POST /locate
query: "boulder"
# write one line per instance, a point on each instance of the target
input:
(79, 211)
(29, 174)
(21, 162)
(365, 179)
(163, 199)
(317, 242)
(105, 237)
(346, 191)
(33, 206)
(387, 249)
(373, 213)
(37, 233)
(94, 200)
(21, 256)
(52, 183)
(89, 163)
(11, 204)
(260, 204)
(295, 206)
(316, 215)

**Given task:** Update the listing above by replacing "boulder" with "rock" and reproduce it with everything else left unchanged.

**Output below:**
POST /locate
query: "rock"
# write one line per instance, a point on each instance of the target
input:
(79, 211)
(29, 174)
(21, 162)
(365, 179)
(163, 199)
(317, 242)
(105, 237)
(346, 191)
(33, 206)
(387, 249)
(373, 213)
(37, 233)
(94, 200)
(21, 256)
(52, 183)
(89, 163)
(11, 204)
(260, 204)
(295, 206)
(316, 215)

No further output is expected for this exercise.